PROBLEM TO WORK ON — From first line to last, output the records below exactly.

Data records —

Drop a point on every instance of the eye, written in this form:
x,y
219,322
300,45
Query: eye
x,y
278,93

TASK RESULT —
Drop a point on every instance of the eye, written in this form:
x,y
219,322
300,45
Query: eye
x,y
278,93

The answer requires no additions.